TASK TO CARRY OUT: Present every line of the data below as a numbered list, skipping any blank lines.

Data items:
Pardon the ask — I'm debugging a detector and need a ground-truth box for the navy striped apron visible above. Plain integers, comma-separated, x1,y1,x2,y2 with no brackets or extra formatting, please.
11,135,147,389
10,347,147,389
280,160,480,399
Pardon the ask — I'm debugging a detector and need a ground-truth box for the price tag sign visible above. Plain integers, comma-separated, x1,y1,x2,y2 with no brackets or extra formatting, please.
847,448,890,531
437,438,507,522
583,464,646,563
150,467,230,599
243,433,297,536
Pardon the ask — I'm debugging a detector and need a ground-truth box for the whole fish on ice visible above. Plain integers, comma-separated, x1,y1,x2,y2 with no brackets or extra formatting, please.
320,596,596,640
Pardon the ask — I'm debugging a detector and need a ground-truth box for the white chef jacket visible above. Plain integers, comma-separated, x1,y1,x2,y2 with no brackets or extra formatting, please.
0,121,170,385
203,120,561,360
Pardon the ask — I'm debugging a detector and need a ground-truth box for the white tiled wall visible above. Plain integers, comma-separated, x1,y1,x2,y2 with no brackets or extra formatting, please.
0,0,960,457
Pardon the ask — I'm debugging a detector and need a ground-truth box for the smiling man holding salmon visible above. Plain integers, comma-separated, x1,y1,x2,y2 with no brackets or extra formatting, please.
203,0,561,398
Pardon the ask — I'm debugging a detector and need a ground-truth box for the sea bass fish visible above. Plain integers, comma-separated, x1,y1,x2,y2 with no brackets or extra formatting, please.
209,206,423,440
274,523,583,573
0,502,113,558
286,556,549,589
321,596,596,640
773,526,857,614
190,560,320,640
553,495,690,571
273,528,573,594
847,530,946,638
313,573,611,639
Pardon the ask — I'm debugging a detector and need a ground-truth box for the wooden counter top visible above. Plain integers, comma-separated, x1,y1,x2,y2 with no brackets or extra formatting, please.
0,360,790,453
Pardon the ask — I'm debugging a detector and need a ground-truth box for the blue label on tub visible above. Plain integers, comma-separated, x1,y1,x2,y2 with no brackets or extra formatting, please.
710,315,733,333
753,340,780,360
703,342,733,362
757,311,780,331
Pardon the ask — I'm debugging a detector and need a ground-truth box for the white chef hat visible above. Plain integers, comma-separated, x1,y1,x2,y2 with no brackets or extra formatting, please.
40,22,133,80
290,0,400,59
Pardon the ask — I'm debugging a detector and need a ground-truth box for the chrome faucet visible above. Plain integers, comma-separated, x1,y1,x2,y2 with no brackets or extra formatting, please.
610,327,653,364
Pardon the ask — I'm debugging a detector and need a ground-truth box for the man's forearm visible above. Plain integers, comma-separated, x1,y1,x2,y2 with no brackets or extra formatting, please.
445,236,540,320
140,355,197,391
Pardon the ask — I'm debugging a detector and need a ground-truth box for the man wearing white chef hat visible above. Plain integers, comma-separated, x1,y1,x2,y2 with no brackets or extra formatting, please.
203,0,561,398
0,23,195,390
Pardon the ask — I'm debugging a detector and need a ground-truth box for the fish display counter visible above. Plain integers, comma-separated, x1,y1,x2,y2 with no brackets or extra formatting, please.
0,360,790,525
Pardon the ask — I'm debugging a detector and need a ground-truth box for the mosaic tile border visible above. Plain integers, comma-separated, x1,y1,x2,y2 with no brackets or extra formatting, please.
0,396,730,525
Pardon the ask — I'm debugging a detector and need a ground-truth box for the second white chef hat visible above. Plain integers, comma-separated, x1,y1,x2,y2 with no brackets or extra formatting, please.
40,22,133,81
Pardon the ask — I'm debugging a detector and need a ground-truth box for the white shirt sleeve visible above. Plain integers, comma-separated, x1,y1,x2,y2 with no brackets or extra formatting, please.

THE RESPONSE:
1. Pardon the ask — I'm debugging a detector and need a ground-truth box for the navy striped apron visible above. Plain integers, comma-separated, x1,y1,x2,y2 with no brackets or extra formatting, please.
2. 11,135,147,389
3. 10,347,147,389
4. 280,160,480,399
5. Pardon the ask — I'm debugging a detector and need a ground-truth box for the price tag sign visible above. Plain integers, comma-separated, x1,y1,x2,y2 with no brackets or extra formatting, please.
6. 847,448,890,531
7. 437,438,507,522
8. 583,464,646,563
9. 150,467,230,599
10. 243,433,297,536
11. Pardon the ask — I'm debugging a detector and need a ground-truth box for the whole fish on ice visible above. Plain integers, comma-separated, x1,y1,x2,y2 with no brackets or extra formatting, please.
12. 320,596,596,640
13. Pardon the ask — I'm debugging a detector and need a ground-truth box for the white chef jacket visible above. Plain integers, comma-separated, x1,y1,x2,y2 with no brackets or extra formatting, please.
14. 0,121,170,385
15. 203,120,561,360
16. Pardon the ask — I'm debugging a detector and need a ground-truth box for the white tiled wall visible above. Plain integers, comma-separated, x1,y1,x2,y2 with no brackets or extra formatting, please.
17. 0,0,960,457
18. Pardon the ask — I'm debugging a detector and need a ground-truth box for the smiling man holding salmon visible above. Plain integers, comma-separated, x1,y1,x2,y2 with no brackets or extra formatting, please.
19. 203,0,561,398
20. Pardon the ask — I'm debugging a detector and need a ground-truth box for the sea bass fish visible above. Plain integers, comma-separated, x1,y1,x2,y2 with no brackets or extra formatting, please.
21. 209,206,423,440
22. 274,523,583,573
23. 0,502,113,558
24. 286,556,549,589
25. 321,596,596,640
26. 773,526,857,614
27. 190,560,320,640
28. 553,495,690,571
29. 273,528,573,594
30. 847,530,946,638
31. 313,573,611,639
32. Pardon the ask — I'm debugging a detector and need a ground-truth box for the wooden counter top visible above. Plain integers, comma-separated, x1,y1,x2,y2 with no brackets or extra formatting, please.
33. 0,360,790,453
34. Pardon the ask — I'm debugging a detector and need a ground-truth box for the blue label on tub visible above. Plain integers, comma-separated, x1,y1,x2,y2 with no brackets or extra formatting, please.
35. 710,315,733,333
36. 753,340,780,360
37. 703,342,733,362
38. 757,311,780,331
39. Pardon the ask — I'm debugging a detector and need a ground-truth box for the white chef hat visible above. Plain integers, comma-separated, x1,y1,x2,y2 with no brackets or extra formatting, please.
40. 40,22,133,80
41. 290,0,400,59
42. Pardon the ask — I'm debugging a detector and need a ground-truth box for the chrome faucet visible above. Plain integers, comma-separated, x1,y1,x2,y2 with no brackets or extra formatting, please.
43. 610,327,653,364
44. Pardon the ask — I'm debugging a detector and need a ground-truth box for the man's forearm visible above. Plain integers, comma-separated, x1,y1,x2,y2 with no brackets or extra formatting, please.
45. 445,236,540,320
46. 140,355,197,391
47. Pardon the ask — I'm debugging a detector and need a ground-truth box for the man wearing white chef hat visible above. Plain integers, comma-separated, x1,y1,x2,y2 with no brackets or extra formatting, please.
48. 203,0,561,398
49. 0,23,195,390
50. Pardon the ask — I'm debugging a detector and need a ground-truth box for the fish display counter visible above. Plain integers, comma-separated, x1,y1,x2,y2 with no brackets or extra formatting, please.
51. 0,360,790,525
52. Pardon the ask — I'm debugging a detector and need a ground-truth box for the mosaic tile border visible above. Plain integers, comma-separated, x1,y1,x2,y2 with no brackets or extra formatting, please.
53. 0,396,730,525
54. Pardon the ask — I'm debugging a detector and need a ground-truth box for the second white chef hat visible above. Plain integers, comma-separated, x1,y1,x2,y2 with no brackets or extra formatting, please.
55. 40,22,133,81
56. Pardon the ask — I'm debugging a detector and need a ground-truth box for the white shirt sleeve visible above. Plain integers, comma-separated, x1,y1,x2,y2 with no brackets or extra formatting, please.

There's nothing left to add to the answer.